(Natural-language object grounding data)
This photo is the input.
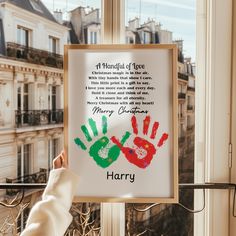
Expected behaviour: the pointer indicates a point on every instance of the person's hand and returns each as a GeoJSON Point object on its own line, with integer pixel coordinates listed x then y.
{"type": "Point", "coordinates": [60, 161]}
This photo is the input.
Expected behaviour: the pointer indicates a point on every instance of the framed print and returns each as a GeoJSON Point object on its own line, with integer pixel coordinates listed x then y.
{"type": "Point", "coordinates": [121, 122]}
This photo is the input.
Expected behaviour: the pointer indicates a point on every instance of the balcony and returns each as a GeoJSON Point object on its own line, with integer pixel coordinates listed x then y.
{"type": "Point", "coordinates": [38, 117]}
{"type": "Point", "coordinates": [33, 55]}
{"type": "Point", "coordinates": [182, 76]}
{"type": "Point", "coordinates": [181, 95]}
{"type": "Point", "coordinates": [39, 177]}
{"type": "Point", "coordinates": [192, 89]}
{"type": "Point", "coordinates": [190, 108]}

• Work required
All records, pictures excluded: copy them exactly.

• Reply to the task
This photo is the input.
Expected behaviour: the pointer indicates a point on every instance of the person's hand and returns each as a GeoJSON Point object on its own line, with integer pixel coordinates listed x then y.
{"type": "Point", "coordinates": [60, 161]}
This photo is the input.
Expected behaviour: the pointer indicates a point on every instance of the framed print and returns each as a GeoJSON Point object on its own line, with integer pixel coordinates listed x then y.
{"type": "Point", "coordinates": [121, 122]}
This photo is the input.
Expected behaviour: the pointer indicates a point on every instance of the balcony and returns each as a GeoJSON Point object on its own line, with integer pixel coordinates listed x then y.
{"type": "Point", "coordinates": [38, 117]}
{"type": "Point", "coordinates": [33, 55]}
{"type": "Point", "coordinates": [182, 76]}
{"type": "Point", "coordinates": [181, 95]}
{"type": "Point", "coordinates": [39, 177]}
{"type": "Point", "coordinates": [192, 89]}
{"type": "Point", "coordinates": [190, 108]}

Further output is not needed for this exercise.